* **Given entries**:
%%

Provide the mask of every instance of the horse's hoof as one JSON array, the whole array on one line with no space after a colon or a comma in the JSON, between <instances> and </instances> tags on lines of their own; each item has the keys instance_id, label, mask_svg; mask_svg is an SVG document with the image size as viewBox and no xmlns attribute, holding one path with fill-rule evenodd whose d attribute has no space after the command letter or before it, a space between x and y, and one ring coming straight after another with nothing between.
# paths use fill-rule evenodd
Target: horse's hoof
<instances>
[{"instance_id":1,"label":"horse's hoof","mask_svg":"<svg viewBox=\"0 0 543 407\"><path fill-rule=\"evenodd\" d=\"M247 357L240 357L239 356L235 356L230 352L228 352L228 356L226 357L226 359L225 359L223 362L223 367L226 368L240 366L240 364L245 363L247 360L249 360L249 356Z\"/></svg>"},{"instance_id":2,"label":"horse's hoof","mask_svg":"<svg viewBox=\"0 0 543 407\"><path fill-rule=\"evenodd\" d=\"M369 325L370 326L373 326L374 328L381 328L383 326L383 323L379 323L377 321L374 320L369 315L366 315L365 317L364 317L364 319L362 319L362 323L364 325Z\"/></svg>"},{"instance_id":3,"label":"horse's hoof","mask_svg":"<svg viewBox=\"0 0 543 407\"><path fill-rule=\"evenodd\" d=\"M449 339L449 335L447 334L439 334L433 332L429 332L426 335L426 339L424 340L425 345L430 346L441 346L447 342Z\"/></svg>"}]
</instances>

%%

* **Request**:
Write every line of the records above as a Markdown table with the columns Row and Line. Number the rows and skip any blank lines.

* **Final result**:
| Row | Line |
|---|---|
| 1 | Provide the mask of every instance of the horse's hoof as one JSON array, the whole array on one line with no space after a colon or a comma in the JSON, between <instances> and </instances> tags on lines of their own; each item has the keys instance_id, label, mask_svg; mask_svg is an SVG document with the image size as viewBox and no xmlns attribute, holding one path with fill-rule evenodd whose d attribute has no space after the command letter or before it, a space between x and y, and one ring coming straight after another with nothing between. |
| 2 | # paths use fill-rule evenodd |
| 3 | Target: horse's hoof |
| 4 | <instances> |
| 5 | [{"instance_id":1,"label":"horse's hoof","mask_svg":"<svg viewBox=\"0 0 543 407\"><path fill-rule=\"evenodd\" d=\"M247 357L240 357L239 356L235 356L230 352L228 352L228 356L226 357L226 359L225 359L223 362L223 367L226 368L240 366L240 364L245 363L247 360L249 360L249 356Z\"/></svg>"},{"instance_id":2,"label":"horse's hoof","mask_svg":"<svg viewBox=\"0 0 543 407\"><path fill-rule=\"evenodd\" d=\"M369 325L370 326L373 326L374 328L381 328L383 326L383 323L379 323L377 321L374 320L369 315L366 315L365 317L364 317L364 319L362 319L362 323L364 325Z\"/></svg>"},{"instance_id":3,"label":"horse's hoof","mask_svg":"<svg viewBox=\"0 0 543 407\"><path fill-rule=\"evenodd\" d=\"M449 339L449 335L447 334L439 334L433 332L429 332L426 335L426 339L424 340L425 345L430 346L441 346L447 342Z\"/></svg>"}] |
| 6 | </instances> |